— Work to be completed —
Find the line containing "If you could segment every instance of the snare" in the material below; copy that line and all following lines exactly.

— Record extracts —
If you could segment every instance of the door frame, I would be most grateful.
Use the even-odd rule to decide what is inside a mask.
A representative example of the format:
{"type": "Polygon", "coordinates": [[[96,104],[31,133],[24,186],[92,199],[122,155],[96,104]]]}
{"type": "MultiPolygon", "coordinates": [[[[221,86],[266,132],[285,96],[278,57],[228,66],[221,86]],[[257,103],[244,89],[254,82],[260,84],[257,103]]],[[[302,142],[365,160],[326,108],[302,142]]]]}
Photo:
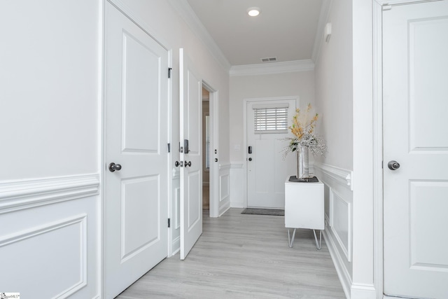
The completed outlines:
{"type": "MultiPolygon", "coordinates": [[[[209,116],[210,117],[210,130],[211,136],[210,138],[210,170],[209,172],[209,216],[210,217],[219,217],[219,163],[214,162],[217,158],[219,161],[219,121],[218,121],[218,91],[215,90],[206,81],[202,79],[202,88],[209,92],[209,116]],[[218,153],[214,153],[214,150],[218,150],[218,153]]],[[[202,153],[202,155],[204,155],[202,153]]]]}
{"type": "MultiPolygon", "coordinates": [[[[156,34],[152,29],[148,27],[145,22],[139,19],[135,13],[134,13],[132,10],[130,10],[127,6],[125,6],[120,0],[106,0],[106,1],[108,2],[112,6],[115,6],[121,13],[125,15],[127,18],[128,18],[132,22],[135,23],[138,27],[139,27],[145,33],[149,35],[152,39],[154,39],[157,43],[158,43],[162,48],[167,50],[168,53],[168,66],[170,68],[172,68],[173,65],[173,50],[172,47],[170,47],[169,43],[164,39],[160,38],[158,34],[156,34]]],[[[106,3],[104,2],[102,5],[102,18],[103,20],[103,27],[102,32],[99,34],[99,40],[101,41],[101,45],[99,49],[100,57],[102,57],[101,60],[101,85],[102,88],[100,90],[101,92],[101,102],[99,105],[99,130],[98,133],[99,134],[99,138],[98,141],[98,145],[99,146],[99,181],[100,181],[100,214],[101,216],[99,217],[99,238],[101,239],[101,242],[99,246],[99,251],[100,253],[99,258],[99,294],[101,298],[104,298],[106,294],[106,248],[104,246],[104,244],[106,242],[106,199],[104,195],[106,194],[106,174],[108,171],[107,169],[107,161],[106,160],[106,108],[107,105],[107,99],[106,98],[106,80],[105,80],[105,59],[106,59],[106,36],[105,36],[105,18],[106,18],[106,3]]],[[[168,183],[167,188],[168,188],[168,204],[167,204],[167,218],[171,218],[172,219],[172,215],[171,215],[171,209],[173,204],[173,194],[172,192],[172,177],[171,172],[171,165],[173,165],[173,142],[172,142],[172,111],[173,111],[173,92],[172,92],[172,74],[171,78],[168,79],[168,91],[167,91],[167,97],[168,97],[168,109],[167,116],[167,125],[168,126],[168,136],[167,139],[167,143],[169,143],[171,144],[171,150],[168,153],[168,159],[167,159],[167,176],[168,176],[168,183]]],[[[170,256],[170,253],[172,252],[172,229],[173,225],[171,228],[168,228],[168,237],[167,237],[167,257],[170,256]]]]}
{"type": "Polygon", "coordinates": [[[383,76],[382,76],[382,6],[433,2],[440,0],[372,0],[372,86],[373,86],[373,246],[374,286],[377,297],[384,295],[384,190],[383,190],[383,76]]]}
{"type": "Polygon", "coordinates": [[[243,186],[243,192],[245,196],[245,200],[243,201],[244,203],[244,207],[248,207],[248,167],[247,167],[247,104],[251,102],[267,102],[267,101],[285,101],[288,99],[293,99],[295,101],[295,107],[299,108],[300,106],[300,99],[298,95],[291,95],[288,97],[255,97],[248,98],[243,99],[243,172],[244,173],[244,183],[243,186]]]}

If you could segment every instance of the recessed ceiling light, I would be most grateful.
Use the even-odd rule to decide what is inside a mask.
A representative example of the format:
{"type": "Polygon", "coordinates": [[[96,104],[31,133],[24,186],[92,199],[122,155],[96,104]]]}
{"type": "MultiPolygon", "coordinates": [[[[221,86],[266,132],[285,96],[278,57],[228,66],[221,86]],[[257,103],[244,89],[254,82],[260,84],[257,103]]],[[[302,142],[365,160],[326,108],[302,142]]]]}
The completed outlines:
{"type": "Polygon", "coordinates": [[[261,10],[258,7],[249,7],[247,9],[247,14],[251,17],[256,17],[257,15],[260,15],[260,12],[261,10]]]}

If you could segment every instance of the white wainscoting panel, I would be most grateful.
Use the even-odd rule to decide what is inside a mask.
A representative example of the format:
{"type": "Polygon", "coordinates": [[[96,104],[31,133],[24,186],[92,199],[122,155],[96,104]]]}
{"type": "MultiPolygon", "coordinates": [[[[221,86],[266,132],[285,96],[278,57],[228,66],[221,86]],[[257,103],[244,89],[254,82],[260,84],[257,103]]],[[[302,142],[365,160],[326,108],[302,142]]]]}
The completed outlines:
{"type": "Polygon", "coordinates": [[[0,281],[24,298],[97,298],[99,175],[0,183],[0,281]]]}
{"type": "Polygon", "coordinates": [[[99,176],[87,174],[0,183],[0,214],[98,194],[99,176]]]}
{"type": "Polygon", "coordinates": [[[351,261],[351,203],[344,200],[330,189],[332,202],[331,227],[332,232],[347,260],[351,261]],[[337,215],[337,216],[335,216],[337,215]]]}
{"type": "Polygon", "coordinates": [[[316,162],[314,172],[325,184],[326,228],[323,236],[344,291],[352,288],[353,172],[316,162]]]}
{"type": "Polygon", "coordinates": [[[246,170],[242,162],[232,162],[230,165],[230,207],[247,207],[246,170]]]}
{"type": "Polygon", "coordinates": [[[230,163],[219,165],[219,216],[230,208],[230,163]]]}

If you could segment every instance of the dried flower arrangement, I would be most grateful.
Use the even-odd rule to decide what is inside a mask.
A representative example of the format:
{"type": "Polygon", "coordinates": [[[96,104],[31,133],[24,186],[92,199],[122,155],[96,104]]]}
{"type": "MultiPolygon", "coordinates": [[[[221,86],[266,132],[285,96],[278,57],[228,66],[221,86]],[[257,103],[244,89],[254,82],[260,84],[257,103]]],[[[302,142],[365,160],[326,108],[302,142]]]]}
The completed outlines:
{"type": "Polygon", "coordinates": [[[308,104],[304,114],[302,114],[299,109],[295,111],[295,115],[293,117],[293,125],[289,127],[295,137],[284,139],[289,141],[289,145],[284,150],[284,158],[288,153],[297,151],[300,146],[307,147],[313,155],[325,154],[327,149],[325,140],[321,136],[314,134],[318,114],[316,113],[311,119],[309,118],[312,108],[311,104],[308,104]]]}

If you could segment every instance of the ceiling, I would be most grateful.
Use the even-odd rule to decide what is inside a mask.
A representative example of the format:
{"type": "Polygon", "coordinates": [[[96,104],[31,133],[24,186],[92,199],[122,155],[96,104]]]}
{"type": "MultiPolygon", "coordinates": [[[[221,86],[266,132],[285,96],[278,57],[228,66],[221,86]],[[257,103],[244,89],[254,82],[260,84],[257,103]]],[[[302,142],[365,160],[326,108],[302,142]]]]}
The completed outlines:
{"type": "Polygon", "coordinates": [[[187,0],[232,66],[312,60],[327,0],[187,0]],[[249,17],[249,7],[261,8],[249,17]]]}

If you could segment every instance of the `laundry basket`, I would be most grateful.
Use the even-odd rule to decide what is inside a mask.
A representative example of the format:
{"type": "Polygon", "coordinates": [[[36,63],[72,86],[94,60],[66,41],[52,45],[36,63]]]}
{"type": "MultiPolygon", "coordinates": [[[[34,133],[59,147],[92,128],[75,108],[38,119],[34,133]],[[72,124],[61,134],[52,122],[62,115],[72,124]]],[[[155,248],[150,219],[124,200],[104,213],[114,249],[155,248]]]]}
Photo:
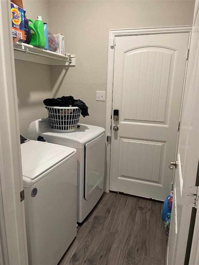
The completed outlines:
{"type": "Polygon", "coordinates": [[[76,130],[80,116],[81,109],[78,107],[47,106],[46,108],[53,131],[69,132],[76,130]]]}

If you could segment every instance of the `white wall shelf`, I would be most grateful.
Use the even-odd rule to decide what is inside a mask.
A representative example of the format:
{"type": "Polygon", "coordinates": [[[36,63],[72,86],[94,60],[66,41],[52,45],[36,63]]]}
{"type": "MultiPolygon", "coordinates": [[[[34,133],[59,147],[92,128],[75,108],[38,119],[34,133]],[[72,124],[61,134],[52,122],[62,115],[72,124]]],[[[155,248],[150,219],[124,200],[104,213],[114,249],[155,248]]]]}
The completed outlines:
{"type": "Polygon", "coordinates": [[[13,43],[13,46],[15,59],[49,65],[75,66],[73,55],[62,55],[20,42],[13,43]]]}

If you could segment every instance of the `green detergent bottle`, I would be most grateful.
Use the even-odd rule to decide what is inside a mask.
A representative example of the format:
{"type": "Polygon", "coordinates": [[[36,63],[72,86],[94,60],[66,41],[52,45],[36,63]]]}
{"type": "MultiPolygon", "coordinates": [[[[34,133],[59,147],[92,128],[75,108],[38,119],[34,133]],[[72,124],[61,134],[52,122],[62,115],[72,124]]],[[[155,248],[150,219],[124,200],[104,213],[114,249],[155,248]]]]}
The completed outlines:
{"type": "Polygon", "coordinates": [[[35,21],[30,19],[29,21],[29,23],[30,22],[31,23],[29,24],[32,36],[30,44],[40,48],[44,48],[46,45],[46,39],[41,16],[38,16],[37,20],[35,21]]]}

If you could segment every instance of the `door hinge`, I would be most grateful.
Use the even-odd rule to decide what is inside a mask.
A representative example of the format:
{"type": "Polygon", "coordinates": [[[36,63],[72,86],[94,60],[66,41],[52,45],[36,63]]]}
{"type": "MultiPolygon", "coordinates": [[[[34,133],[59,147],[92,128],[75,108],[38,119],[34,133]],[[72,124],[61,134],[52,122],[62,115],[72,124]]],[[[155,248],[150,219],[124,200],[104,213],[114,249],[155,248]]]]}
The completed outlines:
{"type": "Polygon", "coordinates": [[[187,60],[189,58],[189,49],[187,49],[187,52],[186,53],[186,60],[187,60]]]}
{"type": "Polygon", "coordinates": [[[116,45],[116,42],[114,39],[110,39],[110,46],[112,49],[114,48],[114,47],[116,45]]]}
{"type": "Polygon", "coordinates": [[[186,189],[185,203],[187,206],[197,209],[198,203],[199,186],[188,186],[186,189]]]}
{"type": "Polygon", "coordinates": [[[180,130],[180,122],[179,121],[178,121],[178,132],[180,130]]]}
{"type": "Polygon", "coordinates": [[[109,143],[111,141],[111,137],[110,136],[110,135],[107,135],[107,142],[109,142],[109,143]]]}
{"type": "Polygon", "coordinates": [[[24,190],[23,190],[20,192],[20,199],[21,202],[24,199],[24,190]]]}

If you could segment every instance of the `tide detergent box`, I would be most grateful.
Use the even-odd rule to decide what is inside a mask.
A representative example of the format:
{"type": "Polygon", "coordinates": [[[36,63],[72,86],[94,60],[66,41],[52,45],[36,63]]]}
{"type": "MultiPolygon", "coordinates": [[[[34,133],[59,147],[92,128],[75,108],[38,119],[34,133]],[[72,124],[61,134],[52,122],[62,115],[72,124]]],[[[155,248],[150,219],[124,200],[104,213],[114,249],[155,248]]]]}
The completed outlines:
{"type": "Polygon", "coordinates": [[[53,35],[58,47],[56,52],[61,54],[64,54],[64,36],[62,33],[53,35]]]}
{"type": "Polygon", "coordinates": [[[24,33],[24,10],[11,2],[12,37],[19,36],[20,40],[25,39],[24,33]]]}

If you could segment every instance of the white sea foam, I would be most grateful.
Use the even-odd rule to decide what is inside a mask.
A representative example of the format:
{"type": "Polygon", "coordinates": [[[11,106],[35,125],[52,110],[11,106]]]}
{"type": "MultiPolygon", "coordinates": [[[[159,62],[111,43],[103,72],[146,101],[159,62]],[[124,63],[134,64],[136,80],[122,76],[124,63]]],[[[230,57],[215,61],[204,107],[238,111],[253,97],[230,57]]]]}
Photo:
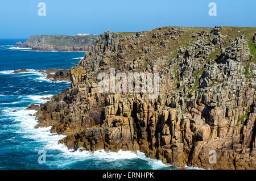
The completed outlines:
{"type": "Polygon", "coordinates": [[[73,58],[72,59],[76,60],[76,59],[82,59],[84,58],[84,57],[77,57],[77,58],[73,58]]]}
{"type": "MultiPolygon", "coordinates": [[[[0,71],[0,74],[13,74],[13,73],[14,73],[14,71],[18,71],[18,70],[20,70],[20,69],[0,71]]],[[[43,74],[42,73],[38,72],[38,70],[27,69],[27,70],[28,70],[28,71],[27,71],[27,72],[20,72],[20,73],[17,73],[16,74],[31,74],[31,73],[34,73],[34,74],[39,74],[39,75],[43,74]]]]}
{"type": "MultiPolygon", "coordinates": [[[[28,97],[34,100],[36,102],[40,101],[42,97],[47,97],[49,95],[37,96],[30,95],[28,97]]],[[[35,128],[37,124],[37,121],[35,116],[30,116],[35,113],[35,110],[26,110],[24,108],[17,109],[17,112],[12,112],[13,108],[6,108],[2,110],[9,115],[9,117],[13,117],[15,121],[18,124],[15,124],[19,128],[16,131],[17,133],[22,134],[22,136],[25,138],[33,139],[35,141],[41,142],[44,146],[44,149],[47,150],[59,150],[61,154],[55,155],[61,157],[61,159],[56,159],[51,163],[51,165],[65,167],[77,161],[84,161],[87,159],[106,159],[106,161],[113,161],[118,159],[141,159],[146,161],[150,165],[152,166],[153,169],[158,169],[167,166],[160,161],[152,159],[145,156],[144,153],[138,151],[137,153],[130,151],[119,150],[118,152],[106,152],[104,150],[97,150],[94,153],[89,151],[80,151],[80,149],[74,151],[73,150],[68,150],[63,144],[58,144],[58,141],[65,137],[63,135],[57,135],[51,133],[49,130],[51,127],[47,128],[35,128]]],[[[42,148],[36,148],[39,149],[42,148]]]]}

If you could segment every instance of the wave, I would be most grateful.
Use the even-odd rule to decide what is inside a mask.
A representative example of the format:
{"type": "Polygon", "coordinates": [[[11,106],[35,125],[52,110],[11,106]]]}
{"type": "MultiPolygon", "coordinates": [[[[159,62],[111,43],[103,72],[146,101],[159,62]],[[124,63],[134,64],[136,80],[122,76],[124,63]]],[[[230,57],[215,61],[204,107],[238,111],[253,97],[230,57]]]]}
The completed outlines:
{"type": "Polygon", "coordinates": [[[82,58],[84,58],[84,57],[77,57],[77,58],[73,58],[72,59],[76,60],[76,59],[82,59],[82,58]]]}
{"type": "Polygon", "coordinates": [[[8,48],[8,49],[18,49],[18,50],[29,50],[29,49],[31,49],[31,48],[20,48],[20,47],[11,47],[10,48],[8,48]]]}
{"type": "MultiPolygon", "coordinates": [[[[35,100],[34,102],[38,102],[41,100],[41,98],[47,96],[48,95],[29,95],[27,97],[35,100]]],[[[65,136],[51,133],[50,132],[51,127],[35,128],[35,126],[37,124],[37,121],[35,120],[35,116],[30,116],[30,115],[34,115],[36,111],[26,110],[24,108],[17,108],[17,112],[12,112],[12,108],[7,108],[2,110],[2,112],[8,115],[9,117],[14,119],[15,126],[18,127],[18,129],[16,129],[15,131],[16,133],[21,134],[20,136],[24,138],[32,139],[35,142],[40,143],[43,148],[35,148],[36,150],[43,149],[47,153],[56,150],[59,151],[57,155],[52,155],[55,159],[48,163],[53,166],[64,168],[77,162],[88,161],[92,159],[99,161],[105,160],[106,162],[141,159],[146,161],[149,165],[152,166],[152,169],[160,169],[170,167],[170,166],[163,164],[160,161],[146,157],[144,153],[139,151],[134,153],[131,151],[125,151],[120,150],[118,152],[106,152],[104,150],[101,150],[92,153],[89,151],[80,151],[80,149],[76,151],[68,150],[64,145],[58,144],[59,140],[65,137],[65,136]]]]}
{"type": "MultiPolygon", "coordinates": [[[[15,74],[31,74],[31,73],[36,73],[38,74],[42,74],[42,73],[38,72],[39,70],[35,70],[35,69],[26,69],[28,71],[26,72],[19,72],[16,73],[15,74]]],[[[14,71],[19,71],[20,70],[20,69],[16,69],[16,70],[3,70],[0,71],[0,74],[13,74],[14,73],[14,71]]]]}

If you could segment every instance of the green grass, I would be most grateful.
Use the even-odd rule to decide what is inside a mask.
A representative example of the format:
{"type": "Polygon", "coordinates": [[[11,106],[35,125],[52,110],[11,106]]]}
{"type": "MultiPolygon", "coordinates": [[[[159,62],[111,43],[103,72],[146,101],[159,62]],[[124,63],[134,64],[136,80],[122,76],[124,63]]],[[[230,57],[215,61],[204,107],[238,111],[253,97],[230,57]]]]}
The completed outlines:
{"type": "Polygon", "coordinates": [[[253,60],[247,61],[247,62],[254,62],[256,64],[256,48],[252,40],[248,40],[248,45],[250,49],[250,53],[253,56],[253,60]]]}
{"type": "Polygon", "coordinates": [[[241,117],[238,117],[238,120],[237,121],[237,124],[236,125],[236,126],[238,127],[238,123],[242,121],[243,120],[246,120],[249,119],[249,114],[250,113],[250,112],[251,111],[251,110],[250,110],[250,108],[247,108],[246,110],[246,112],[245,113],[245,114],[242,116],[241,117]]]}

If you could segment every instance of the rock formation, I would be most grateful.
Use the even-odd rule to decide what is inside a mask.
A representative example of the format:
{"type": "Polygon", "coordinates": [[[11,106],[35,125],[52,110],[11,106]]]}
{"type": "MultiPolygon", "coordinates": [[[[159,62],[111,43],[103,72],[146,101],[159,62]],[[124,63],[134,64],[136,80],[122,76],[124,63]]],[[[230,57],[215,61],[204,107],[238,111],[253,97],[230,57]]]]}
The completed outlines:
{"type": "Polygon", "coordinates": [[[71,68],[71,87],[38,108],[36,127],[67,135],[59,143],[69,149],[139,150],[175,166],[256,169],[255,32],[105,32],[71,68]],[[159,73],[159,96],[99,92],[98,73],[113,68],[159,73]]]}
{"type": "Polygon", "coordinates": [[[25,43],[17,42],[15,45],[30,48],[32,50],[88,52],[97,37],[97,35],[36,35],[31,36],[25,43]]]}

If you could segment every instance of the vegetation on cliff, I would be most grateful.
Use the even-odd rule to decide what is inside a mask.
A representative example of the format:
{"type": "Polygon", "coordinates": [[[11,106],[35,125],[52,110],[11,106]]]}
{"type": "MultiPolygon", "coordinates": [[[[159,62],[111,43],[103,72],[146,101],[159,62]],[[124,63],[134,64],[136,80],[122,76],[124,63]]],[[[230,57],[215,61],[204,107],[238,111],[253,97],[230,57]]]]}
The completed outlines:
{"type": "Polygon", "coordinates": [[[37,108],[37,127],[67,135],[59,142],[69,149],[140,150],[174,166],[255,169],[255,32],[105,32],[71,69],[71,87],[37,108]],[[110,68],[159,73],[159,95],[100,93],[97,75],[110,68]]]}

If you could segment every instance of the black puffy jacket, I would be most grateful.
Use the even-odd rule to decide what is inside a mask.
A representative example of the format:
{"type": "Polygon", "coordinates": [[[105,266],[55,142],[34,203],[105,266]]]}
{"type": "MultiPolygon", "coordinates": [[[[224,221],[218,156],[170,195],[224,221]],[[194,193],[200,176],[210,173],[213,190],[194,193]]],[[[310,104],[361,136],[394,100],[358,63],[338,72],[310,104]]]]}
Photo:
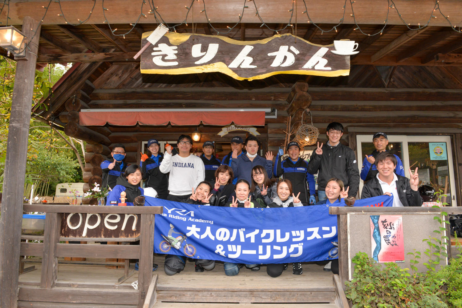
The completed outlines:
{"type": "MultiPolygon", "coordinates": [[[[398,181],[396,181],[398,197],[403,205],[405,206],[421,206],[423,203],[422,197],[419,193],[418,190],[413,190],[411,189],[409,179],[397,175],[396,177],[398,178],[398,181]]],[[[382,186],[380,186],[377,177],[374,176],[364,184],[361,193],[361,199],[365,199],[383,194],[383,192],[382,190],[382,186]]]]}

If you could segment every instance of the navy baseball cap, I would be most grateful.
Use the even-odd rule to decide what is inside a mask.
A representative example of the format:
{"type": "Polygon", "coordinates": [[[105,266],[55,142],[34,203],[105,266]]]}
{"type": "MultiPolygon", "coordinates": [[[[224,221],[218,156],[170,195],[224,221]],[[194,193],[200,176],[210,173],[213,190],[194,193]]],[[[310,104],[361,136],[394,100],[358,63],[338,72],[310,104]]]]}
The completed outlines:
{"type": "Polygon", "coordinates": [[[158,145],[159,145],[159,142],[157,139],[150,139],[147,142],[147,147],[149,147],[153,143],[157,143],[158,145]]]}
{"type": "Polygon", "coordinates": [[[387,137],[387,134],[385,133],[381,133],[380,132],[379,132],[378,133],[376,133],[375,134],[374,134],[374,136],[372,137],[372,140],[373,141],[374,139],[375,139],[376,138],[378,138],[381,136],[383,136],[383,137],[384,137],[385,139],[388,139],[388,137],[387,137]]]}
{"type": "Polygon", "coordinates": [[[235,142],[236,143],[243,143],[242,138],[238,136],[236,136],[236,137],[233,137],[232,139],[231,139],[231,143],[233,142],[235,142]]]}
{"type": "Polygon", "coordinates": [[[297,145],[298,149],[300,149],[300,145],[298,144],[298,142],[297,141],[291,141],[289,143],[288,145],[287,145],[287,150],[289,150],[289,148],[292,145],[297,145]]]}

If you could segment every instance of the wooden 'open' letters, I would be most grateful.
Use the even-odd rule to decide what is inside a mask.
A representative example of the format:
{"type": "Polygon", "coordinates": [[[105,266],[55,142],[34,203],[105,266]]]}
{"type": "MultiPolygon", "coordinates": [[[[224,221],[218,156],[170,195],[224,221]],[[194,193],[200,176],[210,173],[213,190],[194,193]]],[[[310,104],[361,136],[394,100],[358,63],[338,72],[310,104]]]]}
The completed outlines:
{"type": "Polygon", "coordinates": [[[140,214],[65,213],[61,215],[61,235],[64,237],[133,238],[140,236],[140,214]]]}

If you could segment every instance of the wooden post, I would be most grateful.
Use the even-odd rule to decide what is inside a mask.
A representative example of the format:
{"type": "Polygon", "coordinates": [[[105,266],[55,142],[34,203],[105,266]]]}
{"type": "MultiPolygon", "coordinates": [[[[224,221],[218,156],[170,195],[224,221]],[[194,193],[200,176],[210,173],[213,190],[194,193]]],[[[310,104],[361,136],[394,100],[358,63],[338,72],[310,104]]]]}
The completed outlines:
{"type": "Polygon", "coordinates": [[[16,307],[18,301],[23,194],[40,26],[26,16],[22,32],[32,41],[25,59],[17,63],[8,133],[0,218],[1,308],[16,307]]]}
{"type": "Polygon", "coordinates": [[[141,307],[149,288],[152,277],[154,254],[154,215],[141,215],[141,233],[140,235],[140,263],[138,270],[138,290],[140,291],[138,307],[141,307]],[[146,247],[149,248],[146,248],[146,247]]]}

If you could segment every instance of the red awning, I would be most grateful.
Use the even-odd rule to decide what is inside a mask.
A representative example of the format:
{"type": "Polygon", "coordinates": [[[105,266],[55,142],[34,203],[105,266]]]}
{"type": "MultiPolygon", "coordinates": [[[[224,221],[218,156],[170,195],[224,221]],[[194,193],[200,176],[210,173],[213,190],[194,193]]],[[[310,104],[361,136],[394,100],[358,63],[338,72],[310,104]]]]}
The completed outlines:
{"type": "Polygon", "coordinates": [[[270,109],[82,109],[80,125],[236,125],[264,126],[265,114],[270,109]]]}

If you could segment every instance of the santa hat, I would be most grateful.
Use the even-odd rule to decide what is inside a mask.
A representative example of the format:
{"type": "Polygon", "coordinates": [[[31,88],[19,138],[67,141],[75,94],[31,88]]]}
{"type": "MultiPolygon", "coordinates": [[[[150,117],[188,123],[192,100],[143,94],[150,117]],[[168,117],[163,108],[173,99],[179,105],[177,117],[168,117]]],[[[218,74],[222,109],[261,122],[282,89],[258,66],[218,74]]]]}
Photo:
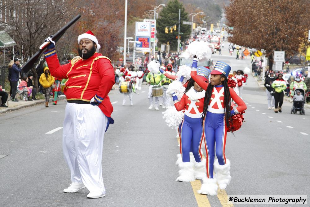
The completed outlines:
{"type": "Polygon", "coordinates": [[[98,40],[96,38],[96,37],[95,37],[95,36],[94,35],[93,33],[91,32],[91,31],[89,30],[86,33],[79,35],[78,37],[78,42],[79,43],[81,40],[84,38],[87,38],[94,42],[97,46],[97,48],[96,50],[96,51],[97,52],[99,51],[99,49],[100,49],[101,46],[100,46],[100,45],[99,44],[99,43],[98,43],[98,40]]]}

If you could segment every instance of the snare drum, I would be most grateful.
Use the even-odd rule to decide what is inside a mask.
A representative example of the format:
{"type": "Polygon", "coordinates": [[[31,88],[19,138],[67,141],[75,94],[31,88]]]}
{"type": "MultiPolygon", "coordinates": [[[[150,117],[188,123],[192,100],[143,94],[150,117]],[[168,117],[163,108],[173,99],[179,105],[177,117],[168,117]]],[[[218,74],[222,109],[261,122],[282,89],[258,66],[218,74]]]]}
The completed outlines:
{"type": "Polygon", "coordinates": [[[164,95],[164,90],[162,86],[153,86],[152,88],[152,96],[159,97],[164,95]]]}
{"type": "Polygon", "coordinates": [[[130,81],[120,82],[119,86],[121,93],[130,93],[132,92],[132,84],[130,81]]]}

— Output below —
If you could segment every instance of the snare drum, I would be most grateful.
Use the even-odd rule to decide what is inside a mask.
A representative example of the format:
{"type": "Polygon", "coordinates": [[[31,88],[19,138],[67,141],[75,94],[31,88]]]}
{"type": "MultiPolygon", "coordinates": [[[[150,117],[188,123],[192,100],[143,94],[150,117]],[[168,117],[163,108],[173,99],[179,105],[177,117],[168,117]]],[[[218,74],[222,109],[261,122],[282,89],[258,66],[218,74]]]]}
The completed outlines:
{"type": "Polygon", "coordinates": [[[164,95],[164,90],[162,86],[153,86],[152,88],[152,96],[159,97],[164,95]]]}
{"type": "Polygon", "coordinates": [[[130,81],[120,82],[119,86],[121,93],[130,93],[132,92],[132,84],[130,81]]]}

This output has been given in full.